-- Consigne 1 --
Relevez dans l'extrait fourni toutes les activités par lesquelles l'enfant commence sa journée, après avoir salué son professeur.
-- Consigne 2 --
Répondez brièvement à partir de l'extrait fourni :
(a) Vers quelle heure l'enfant s'installe-t-il pour le travail écrit ?
(b) Quel jour le professeur a-t-il raconté l'histoire illustrée au tableau ?
(c) Qu'entend-on fortifier en conservant le caractère répétitif et dynamique des premières minutes ?
-- Consigne 3 --
Recopiez le passage de l'extrait fourni depuis « Professeur à l’École » jusqu'à « mental selon l’âge. » inclus.

-- Extrait fourni --
La Pédagogie développée

par Rudolf Steiner

 

 Aussi appelée Pédagogie Waldorf


 

 - Une leçon, une journée, une semaine, une année,

 

 un cycle de 8 ans dans une École Rudolf Steiner -

 

 Par Marguerite Doray

 

 Professeur à l’École Rudolf Steiner de Montréal, 1981-2001

 

 

 

 

       Après avoir salué son professeur d’une poignée de main, l’enfant de l’École Rudolf Steiner de Montréal commence sa journée par des récitations poétiques individuelles et collectives, des chants illustrant les saisons, des exercices de volubilité, de la flûte à bec, des jeux mathématiques rythmés ou du calcul mental selon l’âge.

 

         Le contenu de ces premières minutes varie au cours de l’année. Toutefois, son caractère répétitif et dynamique (puisqu'il s'effectue dans le mouvement), est sauvegardé afin de fortifier mémoire, santé et force d’action.

 

         Vers 9 heures, l’enfant s’installe pour le travail écrit. Craies de cire d’abeilles, crayons de couleur ou plume fontaine, selon l’âge, sont étalés devant le grand cahier. Au tableau, son professeur a fait pour lui l’illustration de l’histoire qu’il a racontée l’avant-veille pour amener le contenu de son enseignement et dont il a fait le rappel oral la veille. Un texte accompagne le dessin : il s’agit d’un résumé condensé et poétique créé par son professeur - la beauté de la parole apporte à l’enfant une véritable émotion artistique et une joie nourrissante  pour son âge -. L’enfant crée son propre livre en y reproduisant ces textes et ces images. Graduellement, il sera amené à composer lui-même des résumés ou des descriptions de phénomènes observés et à concevoir leur illustration.

-- Extrait de données --

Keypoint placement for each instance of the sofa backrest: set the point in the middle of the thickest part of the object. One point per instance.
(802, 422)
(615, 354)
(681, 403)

-- Corrigé détaillé 1 --
- récitations poétiques individuelles et collectives
- chants illustrant les saisons
- exercices de volubilité
- flûte à bec
- jeux mathématiques rythmés
- calcul mental (selon l'âge)

-- Corrigé détaillé 2 --
(a) Vers 9 heures.
(b) L'avant-veille.
(c) La mémoire, la santé et la force d'action.

-- Corrigé détaillé 3 --
Professeur à l’École Rudolf Steiner de Montréal, 1981-2001

 

 

 

 

       Après avoir salué son professeur d’une poignée de main, l’enfant de l’École Rudolf Steiner de Montréal commence sa journée par des récitations poétiques individuelles et collectives, des chants illustrant les saisons, des exercices de volubilité, de la flûte à bec, des jeux mathématiques rythmés ou du calcul mental selon l’âge.